## Yönerge
Sazın Teli Koptu kitabını ve mektup yazmayı anlatan aşağıdaki metni baştan sona, hiçbir şeyini değiştirmeden tekrar yazar mısın?

## Belge metni
Ömer Adıgüzel

Ömer Adıgüzel

Sazın Teli Koptu

Berlin’de lisansüstü öğrenciliğim zamanında mektup ve kart beni yakınlarımla bağlayan tek iletişim aracıydı. O zamanlar elektronik posta ya da sosyal medya araçları zaten yoktu. Telefon çok pahalıydı ve TV yayınlarına da bağlanmak olanaksızdı. Benim için de mektuplar vardı.  

Kendimi bildim bileli mektup yazmayı da okumayı da çok severim. Mektup yazmak benim için hâlâ bir ritüel ciddiyetindedir. Mektupları insan önce kendisi için yazar. Çünkü mektup, içtenliktir; kendinle konuşma ya da bir çeşit itiraf gibidir. Bu nedenle ben de elbette daha çok kendimin olduğu mektupları, önce kendime yazdım.  

Sazın Teli Koptu (2024, Can Yayınları), Erdal Öz’ün iki mektubu dışında Zülfü Livaneli’nin Erdal Öz’e yazdığı mektuplar, bu mektuplara ilişkin Livaneli ile yapılmış söyleşiler, Erdal Öz’ün vefatından sonra Livaneli tarafından yazılan ve kitaba da adını veren Erdal’a Ağıt şiirinden oluşuyor. Kitabı yayına hazırlayan Cem Akaş’ın notundan Livaneli’nin, Erdal Öz tarafından kendisine yazılan tüm mektupları sakladığı, Öz ailesine teslim ettiği ancak o mektupların henüz bulunamadığı için bu kitapta yer alamadığını öğreniyoruz. Erdal Öz tarafı eksik kalsa da mektup severlerin keyifle okuyacağı bir kitap.

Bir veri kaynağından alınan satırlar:
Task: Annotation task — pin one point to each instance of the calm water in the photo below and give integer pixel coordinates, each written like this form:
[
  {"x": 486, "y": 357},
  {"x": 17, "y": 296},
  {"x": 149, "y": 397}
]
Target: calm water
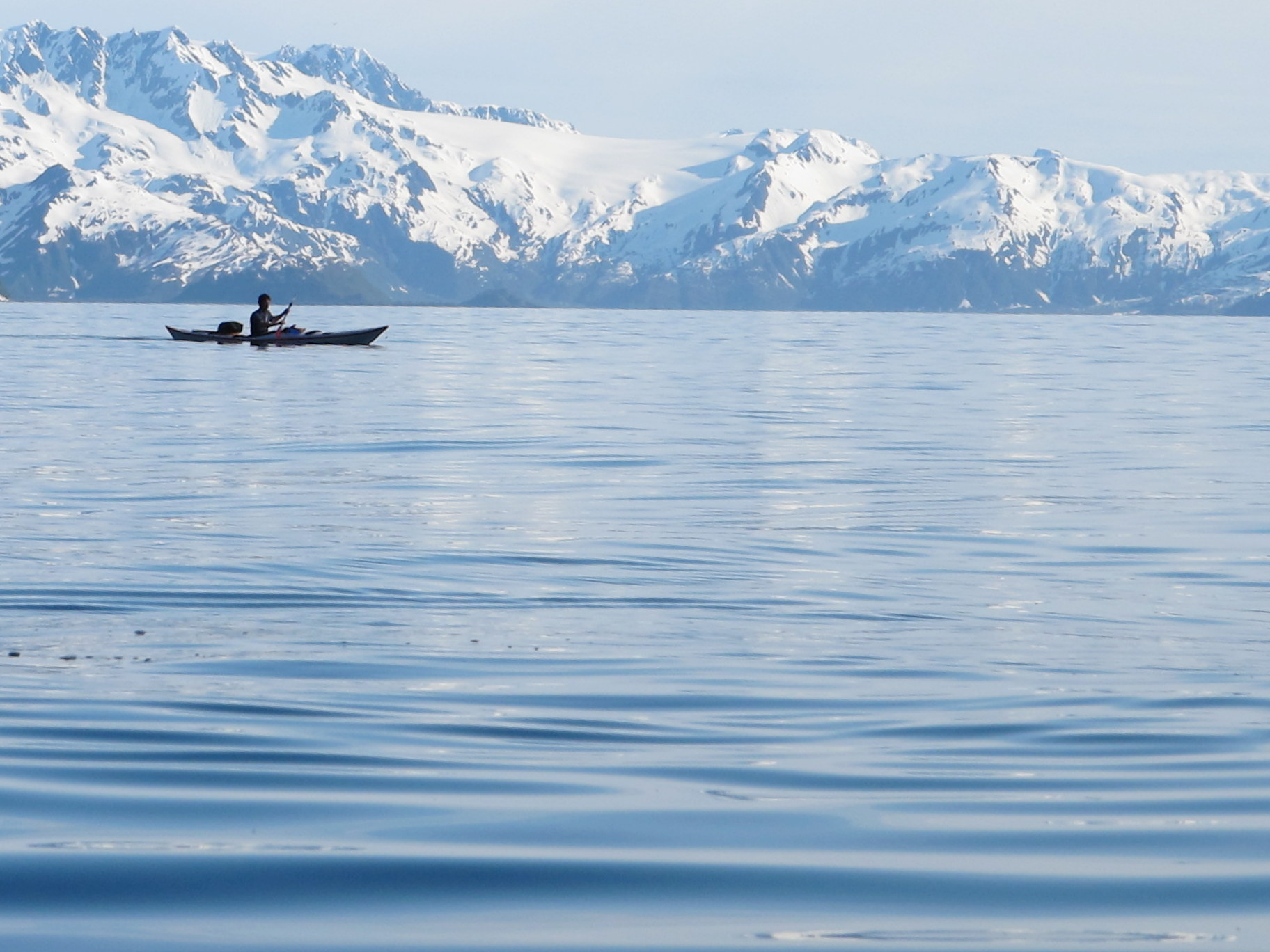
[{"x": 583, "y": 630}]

## Beklenen yanıt
Ömer Adıgüzel

Ömer Adıgüzel

Sazın Teli Koptu

Berlin’de lisansüstü öğrenciliğim zamanında mektup ve kart beni yakınlarımla bağlayan tek iletişim aracıydı. O zamanlar elektronik posta ya da sosyal medya araçları zaten yoktu. Telefon çok pahalıydı ve TV yayınlarına da bağlanmak olanaksızdı. Benim için de mektuplar vardı.  

Kendimi bildim bileli mektup yazmayı da okumayı da çok severim. Mektup yazmak benim için hâlâ bir ritüel ciddiyetindedir. Mektupları insan önce kendisi için yazar. Çünkü mektup, içtenliktir; kendinle konuşma ya da bir çeşit itiraf gibidir. Bu nedenle ben de elbette daha çok kendimin olduğu mektupları, önce kendime yazdım.  

Sazın Teli Koptu (2024, Can Yayınları), Erdal Öz’ün iki mektubu dışında Zülfü Livaneli’nin Erdal Öz’e yazdığı mektuplar, bu mektuplara ilişkin Livaneli ile yapılmış söyleşiler, Erdal Öz’ün vefatından sonra Livaneli tarafından yazılan ve kitaba da adını veren Erdal’a Ağıt şiirinden oluşuyor. Kitabı yayına hazırlayan Cem Akaş’ın notundan Livaneli’nin, Erdal Öz tarafından kendisine yazılan tüm mektupları sakladığı, Öz ailesine teslim ettiği ancak o mektupların henüz bulunamadığı için bu kitapta yer alamadığını öğreniyoruz. Erdal Öz tarafı eksik kalsa da mektup severlerin keyifle okuyacağı bir kitap.